■ List of tasks
**1)** In the text about Wasudev below, condense the paragraph beginning "Women do more than 60% of the farm work" into a short list that keeps its main facts.
**2)** Using the text about Wasudev below, explain in one to three sentences why products are made from upcycled cloth materials.
**3)** Reproduce the section of the text about Wasudev below starting with "It takes 27,000" and going on through "of the country?".

In the last one year, Wasudev has worked with a team comprising his mother, sister, and friends to up-cycle over 1,000 kgs of cloth material (including synthetic cloth), preventing it from entering the ocean ecosystem as harmful waste.

With his experience in the startup eco-system of Nagpur, Wasudev intends to create a hyper-local network of changemakers who can support the youth in launching their own initiatives. While there are several local networks like Rotary and Young Presidents Organisation that promote social service and entrepreneurship respectively, he feels the Changemaker Network would be the bridge between these worlds, helping young people accelerate their own journey towards becoming changemakers - business and social.

YouTube link to:Ashoka #LeadYoung - Wasudev


A chat with Wasudev.

Since you have seen poverty quite closeby, what’s your take on the whole situation in Vidarbha, one of the poorest regions in the country itself.

Vidarbha region is enriched with natural resources, and one of the most agriculturally active regions. The primary occupation in Vidarbha is still farming. There are several challenges though:
1. Climate Change: Causes destruction of crops. Floods or drought
2. Livelihood: Except for farming, there is little scope for people in organised sector jobs, thus prompting students/youth to take up jobs in the labour sector.
3.Healthcare: Access to healthcare in this region is scarce. In some rural parts of Bhandara and Chandrapur, for
4. Villages there is only one health dispensary. Many tribal women have problems during delivery.
5. Underskilled Youth: Lack of access to new technologies or infrastructure.No up-gradation in the curriculum of universities

What really prompted you to start such an initiative at such a young age?

There is a woman, a homemaker, who lives close to my home. Her husband is an auto-driver at Wardha. Once she had to stay hungry for five days just to save enough money to take her daughter to a hospital. That moved me a lot. She was very good at stitching but just because she lived in a rural area like ours, she did not have many opportunities.


You have gone to the US for an exchange programme. What was the biggest learning experience there?

I have learnt about acceptance. How the world can be a better place and everybody can live together peacefully.

Why did you decide to start giving employment to women, in particular?

Women do more than 60% of the farm work, still, don't get recognised as a farmer and there is no pay parity as well. We need to address the issue where both are treated equally. If women can be enabled by a non-farming Job, then it can indirectly make farmers' lives better.

Why did you focus on upscaling clothes?

It takes 27,000 litres of water to make a pack of T-Shirts. A cloth bag which is made by a new fabric is as harmful as a plastic bag because it puts more amount of carbon footprint compared to plastic. And a lot of textile waste in India are synthetic fibres which are more toxic and they pollute our environment in a most disastrous way. So we decided to make our products from upcycled cloth materials.


The obvious question. How do you manage your finances?

We are a bootstrapped startup and we haven't raised any funds yet. We have a monthly order of 10 lakh a month from a retail chain because they liked the concept of Upcycled Textile Bags. Now the challenge is how do we meet the deadline and make such stuff of huge volume? Because we don't have enough manpower.

What next? What’s the big plan for Silaigram? Are you planning to diversify to other parts of the country?

We are opening more Silaigram centres in more rural parts of Maharashtra and Orissa where we want to make women self-reliable and sustainable.

Finally, what’s your plan for farmers’ suicides and other issues at Vidarbha?

If farmers have a regular income, they can pay off loans/debts. So we must offer them ways of a sustainable way of income. Also, we need to create awareness about sustainable farming methods so that they can tackle a problem like climate change, using alternative ways of farming like agroforestry. This is possible if other like-minded organizations can work together with us.

■ Source information
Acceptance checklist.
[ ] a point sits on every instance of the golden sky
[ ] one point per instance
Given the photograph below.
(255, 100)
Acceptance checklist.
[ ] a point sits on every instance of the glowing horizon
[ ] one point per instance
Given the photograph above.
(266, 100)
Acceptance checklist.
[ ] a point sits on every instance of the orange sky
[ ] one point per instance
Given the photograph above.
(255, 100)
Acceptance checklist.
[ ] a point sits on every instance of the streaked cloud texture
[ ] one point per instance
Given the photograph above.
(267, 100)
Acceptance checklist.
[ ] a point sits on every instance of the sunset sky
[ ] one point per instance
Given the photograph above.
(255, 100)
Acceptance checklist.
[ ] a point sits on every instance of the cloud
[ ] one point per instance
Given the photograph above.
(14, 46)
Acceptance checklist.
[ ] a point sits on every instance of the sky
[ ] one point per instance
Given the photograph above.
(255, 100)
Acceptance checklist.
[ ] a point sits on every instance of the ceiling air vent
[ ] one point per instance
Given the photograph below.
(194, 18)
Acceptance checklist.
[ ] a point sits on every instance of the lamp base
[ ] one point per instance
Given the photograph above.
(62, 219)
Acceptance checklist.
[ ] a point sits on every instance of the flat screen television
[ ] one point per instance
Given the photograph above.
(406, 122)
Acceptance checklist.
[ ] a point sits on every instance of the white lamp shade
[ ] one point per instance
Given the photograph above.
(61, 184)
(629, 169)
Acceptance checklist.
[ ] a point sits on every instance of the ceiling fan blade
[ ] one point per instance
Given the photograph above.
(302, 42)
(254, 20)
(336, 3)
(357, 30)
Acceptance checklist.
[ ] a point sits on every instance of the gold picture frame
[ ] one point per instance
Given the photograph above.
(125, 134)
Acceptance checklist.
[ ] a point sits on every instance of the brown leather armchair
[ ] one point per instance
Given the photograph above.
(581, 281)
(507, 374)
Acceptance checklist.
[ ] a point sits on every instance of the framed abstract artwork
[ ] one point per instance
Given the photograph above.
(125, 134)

■ Answers by item number
**1)**
- Women do more than 60% of the farm work.
- They still are not recognized as farmers, and they are not paid equally.
- Both should be treated equally.
- Enabling women through non-farming jobs can indirectly improve farmers' lives.

**2)** It takes 27,000 liters of water to make a pack of T-shirts, and a cloth bag made from new fabric is as harmful as a plastic bag because it leaves a larger carbon footprint. Much of India's textile waste is also synthetic fiber, which is more toxic and pollutes the environment in a most disastrous way.

**3)**
It takes 27,000 litres of water to make a pack of T-Shirts. A cloth bag which is made by a new fabric is as harmful as a plastic bag because it puts more amount of carbon footprint compared to plastic. And a lot of textile waste in India are synthetic fibres which are more toxic and they pollute our environment in a most disastrous way. So we decided to make our products from upcycled cloth materials.


The obvious question. How do you manage your finances?

We are a bootstrapped startup and we haven't raised any funds yet. We have a monthly order of 10 lakh a month from a retail chain because they liked the concept of Upcycled Textile Bags. Now the challenge is how do we meet the deadline and make such stuff of huge volume? Because we don't have enough manpower.

What next? What’s the big plan for Silaigram? Are you planning to diversify to other parts of the country?